PROVIDED PASSAGE –
## Begin
The Docker Problems Nobody Talks About
Been running FastMCP servers for over a year, and container deployment has some nasty surprises. Here's what actually works and what'll break in ways you didn't expect.
Multi-stage builds are mandatory - learned this when Docker images got huge and deployments crawled to a halt. FastMCP pulls in tons of dependencies - ML libraries, database drivers, auth modules. Your CI will timeout, storage costs explode, and everyone gets mad.
Single-stage builds are career suicide. The Docker multi-stage build docs are fine for theory, but here's what actually keeps production running.
Dockerfile That Won't Make You Cry
This Dockerfile survived three different companies and their production nightmares. It follows Docker's official best practices, but more importantly, it won't break at 2am:
## Build stage - install dependencies
FROM python:3.11-slim as builder
WORKDIR /app
## Still on Python 3.11 because 3.12 broke our asyncio shit with some bullshit SSL context error
RUN python -m venv /opt/venv
ENV PATH=\"/opt/venv/bin:$PATH\"
## Install build dependencies (gcc is required for some FastMCP deps)
RUN apt-get update && apt-get install -y \
build-essential \
curl \
gcc \
&& rm -rf /var/lib/apt/lists/* \
# Clean up immediately or your image will be huge
&& apt-get clean
## Install Python dependencies first (better caching)
COPY requirements.txt .
RUN pip install --no-cache-dir --upgrade pip \
&& pip install --no-cache-dir -r requirements.txt
## Runtime stage - minimal image
FROM python:3.11-slim
WORKDIR /app
## Copy virtual environment from builder
COPY --from=builder /opt/venv /opt/venv
ENV PATH=\"/opt/venv/bin:$PATH\"
## Create non-root user (security audits will fail without this)
RUN groupadd -r mcpuser && useradd -r -g mcpuser mcpuser \
&& chown -R mcpuser:mcpuser /app
USER mcpuser
## Copy application code
COPY --chown=mcpuser:mcpuser . .
## Health check that actually works
## Note: curl might not be installed in slim image - use python instead
HEALTHCHECK --interval=30s --timeout=10s --start-period=15s --retries=3 \
CMD python -c \"import urllib.request; urllib.request.urlopen('http://localhost:8000/health')\" || exit 1
## CRITICAL: Bind to 0.0.0.0 or container networking won't work
EXPOSE 8000
CMD [\"python\", \"server.py\", \"--transport\", \"http\", \"--port\", \"8000\", \"--host\", \"0.0.0.0\"]
Why Each Line Matters (Learned the Hard Way):
- Multi-stage build: Images used to be massive, now they're much smaller. Build tools in production containers are security holes.
- Non-root user: Security scans will fail without this. DevSecOps will reject your deployment and you'll look like an amateur.
- Health checks: Without proper health checks, Kubernetes thinks dying containers are healthy. Use Python instead of curl - slim images don't include curl by default.
## End
RECORDED DATA –
## Begin
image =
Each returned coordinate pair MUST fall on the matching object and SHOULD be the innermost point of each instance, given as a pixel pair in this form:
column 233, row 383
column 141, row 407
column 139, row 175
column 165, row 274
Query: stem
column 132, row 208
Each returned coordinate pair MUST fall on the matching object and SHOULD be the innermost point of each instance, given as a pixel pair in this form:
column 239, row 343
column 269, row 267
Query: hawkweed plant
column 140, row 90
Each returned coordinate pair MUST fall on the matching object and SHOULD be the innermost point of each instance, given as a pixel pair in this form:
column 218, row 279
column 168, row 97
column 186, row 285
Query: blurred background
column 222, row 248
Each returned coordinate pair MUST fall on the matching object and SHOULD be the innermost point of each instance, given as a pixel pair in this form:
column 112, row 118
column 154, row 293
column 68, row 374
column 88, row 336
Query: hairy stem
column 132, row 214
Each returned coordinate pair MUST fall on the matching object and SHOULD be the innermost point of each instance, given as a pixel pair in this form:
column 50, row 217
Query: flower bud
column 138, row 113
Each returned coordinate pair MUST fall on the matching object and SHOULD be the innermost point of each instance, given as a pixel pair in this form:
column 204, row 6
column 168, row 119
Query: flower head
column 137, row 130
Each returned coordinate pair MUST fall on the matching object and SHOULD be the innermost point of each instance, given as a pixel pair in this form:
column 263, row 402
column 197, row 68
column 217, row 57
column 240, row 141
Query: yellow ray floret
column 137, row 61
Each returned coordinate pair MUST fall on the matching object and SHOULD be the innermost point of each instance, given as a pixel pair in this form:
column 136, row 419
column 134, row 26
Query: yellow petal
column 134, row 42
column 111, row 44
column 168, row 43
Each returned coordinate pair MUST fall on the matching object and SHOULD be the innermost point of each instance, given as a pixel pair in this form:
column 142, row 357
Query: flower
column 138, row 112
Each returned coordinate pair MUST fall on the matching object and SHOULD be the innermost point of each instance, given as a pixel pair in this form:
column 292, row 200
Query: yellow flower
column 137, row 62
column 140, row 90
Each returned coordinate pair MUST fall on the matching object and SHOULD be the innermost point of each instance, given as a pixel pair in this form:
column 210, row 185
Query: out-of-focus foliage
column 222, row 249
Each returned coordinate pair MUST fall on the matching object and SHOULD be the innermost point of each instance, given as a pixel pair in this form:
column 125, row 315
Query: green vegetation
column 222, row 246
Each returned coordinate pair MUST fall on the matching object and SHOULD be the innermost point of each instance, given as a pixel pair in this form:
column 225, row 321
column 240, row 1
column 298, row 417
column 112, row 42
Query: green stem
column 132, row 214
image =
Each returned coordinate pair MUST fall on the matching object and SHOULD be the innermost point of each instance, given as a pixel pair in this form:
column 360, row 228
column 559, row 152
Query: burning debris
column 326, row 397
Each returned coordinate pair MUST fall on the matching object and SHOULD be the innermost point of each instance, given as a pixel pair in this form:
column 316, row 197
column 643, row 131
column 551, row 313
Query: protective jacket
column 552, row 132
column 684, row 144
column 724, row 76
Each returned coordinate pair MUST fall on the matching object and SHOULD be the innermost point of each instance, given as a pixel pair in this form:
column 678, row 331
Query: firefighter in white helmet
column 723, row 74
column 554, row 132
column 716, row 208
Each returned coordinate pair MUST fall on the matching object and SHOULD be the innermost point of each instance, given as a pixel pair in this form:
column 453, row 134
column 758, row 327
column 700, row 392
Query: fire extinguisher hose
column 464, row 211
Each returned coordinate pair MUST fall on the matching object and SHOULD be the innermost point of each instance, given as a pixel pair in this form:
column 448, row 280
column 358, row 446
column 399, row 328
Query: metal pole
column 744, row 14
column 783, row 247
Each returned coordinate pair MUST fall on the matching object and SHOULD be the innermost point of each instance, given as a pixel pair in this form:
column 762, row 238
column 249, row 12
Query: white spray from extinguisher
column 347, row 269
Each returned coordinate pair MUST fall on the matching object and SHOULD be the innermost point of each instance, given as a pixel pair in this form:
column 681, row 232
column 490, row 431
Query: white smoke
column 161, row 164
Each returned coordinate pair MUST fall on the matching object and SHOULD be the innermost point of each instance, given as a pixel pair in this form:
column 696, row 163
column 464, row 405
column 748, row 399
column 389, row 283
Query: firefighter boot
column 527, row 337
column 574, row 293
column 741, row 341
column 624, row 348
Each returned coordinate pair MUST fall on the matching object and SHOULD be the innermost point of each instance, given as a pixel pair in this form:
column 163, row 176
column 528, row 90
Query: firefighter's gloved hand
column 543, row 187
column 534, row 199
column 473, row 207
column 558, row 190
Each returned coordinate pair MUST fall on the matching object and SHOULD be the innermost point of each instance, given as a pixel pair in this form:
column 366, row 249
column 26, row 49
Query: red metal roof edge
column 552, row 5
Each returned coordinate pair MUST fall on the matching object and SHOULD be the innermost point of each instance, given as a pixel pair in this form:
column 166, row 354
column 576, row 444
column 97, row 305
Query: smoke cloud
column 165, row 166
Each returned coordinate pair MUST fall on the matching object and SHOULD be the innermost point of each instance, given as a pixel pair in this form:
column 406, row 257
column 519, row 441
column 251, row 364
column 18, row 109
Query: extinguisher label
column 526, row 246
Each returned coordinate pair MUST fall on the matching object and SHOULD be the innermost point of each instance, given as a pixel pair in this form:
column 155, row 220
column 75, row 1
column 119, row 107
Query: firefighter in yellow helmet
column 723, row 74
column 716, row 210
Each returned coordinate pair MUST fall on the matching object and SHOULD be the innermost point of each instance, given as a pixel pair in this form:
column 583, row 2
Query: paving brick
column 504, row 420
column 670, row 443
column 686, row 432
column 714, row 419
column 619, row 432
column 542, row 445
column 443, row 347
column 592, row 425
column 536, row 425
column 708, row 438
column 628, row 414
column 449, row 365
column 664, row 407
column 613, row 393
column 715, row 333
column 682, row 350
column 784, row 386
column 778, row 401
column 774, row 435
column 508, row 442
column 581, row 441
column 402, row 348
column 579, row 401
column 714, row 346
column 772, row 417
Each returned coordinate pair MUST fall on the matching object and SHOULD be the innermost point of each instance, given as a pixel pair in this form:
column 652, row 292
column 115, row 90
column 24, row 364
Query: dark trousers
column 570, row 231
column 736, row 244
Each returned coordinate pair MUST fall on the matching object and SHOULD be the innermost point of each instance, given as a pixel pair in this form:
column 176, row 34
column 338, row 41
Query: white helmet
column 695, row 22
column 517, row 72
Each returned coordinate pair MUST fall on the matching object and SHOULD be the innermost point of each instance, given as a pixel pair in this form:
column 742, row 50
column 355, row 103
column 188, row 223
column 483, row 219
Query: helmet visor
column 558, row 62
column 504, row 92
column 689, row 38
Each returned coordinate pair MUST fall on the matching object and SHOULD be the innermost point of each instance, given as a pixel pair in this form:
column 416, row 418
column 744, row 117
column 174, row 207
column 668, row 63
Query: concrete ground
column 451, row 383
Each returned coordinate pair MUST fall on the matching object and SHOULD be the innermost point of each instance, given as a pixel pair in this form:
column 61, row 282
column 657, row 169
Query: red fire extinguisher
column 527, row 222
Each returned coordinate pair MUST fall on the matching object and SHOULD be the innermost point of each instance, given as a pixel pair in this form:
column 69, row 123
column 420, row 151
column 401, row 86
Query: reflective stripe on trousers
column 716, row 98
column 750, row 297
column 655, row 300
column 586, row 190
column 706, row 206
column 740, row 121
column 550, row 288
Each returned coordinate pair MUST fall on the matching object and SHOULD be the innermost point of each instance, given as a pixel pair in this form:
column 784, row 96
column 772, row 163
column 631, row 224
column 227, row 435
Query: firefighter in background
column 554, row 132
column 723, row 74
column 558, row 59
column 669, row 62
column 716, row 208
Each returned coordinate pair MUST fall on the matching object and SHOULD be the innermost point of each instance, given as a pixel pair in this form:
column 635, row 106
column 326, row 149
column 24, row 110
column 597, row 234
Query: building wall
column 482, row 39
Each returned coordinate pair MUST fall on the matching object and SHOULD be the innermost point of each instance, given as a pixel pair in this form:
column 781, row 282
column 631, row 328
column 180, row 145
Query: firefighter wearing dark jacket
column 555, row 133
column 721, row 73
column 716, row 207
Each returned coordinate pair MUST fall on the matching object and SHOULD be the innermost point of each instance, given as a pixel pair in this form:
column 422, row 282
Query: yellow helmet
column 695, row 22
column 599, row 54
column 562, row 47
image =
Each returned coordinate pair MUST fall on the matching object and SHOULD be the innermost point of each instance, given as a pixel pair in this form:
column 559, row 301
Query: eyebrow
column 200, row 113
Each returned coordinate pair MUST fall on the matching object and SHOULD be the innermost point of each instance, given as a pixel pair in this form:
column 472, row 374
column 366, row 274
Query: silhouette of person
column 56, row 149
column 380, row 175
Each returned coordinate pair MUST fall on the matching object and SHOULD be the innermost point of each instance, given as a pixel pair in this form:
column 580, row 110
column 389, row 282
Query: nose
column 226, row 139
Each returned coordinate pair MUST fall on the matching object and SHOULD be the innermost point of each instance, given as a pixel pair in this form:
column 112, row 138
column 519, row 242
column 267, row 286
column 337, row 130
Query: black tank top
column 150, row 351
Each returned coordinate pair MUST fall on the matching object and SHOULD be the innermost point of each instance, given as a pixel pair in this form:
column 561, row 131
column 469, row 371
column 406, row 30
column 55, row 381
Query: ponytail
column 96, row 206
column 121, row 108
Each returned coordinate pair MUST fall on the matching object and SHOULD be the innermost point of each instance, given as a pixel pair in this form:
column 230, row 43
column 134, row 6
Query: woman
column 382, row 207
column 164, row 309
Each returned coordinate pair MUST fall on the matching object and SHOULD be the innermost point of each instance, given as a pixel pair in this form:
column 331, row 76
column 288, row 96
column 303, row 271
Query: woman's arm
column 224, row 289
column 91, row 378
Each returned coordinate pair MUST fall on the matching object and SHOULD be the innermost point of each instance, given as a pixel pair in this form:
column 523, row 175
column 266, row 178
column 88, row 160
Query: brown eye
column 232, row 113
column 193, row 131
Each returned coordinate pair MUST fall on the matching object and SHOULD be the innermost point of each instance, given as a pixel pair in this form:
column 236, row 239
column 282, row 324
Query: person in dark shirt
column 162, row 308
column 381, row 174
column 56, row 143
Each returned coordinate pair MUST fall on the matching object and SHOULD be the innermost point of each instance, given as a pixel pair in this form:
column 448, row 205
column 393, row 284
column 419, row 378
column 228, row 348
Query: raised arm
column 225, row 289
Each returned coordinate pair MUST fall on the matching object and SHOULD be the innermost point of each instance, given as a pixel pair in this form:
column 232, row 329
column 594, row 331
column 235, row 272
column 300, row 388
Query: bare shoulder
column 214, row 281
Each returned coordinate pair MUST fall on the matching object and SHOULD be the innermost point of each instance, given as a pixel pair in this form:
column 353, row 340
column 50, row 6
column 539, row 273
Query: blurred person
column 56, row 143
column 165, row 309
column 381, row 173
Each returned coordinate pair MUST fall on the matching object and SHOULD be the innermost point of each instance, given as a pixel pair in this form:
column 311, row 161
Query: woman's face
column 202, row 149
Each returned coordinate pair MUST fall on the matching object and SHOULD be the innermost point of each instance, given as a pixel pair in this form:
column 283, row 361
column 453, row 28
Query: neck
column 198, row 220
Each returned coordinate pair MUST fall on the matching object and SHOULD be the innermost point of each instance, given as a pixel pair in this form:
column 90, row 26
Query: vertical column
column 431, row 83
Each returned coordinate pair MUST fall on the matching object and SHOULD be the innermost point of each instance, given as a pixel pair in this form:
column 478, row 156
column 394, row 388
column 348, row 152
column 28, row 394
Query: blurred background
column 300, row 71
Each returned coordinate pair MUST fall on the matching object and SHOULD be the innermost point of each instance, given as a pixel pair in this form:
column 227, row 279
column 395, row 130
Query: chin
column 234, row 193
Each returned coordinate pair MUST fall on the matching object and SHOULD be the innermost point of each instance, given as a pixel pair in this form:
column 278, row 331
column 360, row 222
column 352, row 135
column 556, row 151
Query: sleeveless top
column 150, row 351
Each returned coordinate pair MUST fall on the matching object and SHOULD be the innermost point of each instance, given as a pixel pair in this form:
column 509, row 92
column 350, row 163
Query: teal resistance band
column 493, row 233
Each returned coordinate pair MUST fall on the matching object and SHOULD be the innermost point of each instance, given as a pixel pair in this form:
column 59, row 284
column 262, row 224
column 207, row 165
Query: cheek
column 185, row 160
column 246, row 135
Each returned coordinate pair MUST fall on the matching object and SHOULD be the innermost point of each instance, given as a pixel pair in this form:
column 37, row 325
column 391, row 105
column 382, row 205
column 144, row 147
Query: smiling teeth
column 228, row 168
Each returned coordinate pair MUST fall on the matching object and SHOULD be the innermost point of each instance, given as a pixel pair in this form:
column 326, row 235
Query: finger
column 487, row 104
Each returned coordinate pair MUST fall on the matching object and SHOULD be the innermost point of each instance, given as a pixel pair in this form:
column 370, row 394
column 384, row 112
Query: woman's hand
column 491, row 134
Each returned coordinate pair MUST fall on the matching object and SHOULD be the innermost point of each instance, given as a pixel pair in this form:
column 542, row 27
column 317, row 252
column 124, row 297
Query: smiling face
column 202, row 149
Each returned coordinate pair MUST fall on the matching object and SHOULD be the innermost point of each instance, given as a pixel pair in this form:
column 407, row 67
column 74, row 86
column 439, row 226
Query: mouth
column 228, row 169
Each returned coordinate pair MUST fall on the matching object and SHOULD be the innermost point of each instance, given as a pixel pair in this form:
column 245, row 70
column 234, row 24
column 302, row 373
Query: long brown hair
## End
EXERCISE 1 –
Check each statement against the FastMCP Docker post. Does it agree with the text? Answer yes or no for each, and quote the deciding words. (a) The Dockerfile runs on Python 3.12. (b) The health check calls Python rather than curl. (c) The server is bound to 127.0.0.1.
EXERCISE 2 –
Transcribe the FastMCP Docker post, starting at "The Docker Problems" and ending at "everyone gets mad.".
EXERCISE 3 –
Write the next part of the FastMCP Docker post, picking up after its final line.

FINAL RESULT 1 –
(a) No: "Still on Python 3.11"
(b) Yes: "Use Python instead of curl - slim images don't include curl by default."
(c) No: "Bind to 0.0.0.0 or container networking won't work"

FINAL RESULT 2 –
The Docker Problems Nobody Talks About
Been running FastMCP servers for over a year, and container deployment has some nasty surprises. Here's what actually works and what'll break in ways you didn't expect.
Multi-stage builds are mandatory - learned this when Docker images got huge and deployments crawled to a halt. FastMCP pulls in tons of dependencies - ML libraries, database drivers, auth modules. Your CI will timeout, storage costs explode, and everyone gets mad.

FINAL RESULT 3 –
- HTTP transport: STDIO is useless in containers. HTTP is the only transport that works reliably.
- Bind to 0.0.0.0: If you bind to 127.0.0.1, external traffic can't reach your container. This will break staging in frustrating ways.
Environment Configuration
FastMCP servers need different configurations between development and production. Here's how I actually configure this shit in production (learned this after fucking around with config files for weeks):
import os
from fastmcp import FastMCP
## Configuration that won't break at 3am
mcp = FastMCP(
name=os.getenv(\"SERVER_NAME\", \"production-server\"),
version=os.getenv(\"SERVER_VERSION\", \"1.0.0\")
)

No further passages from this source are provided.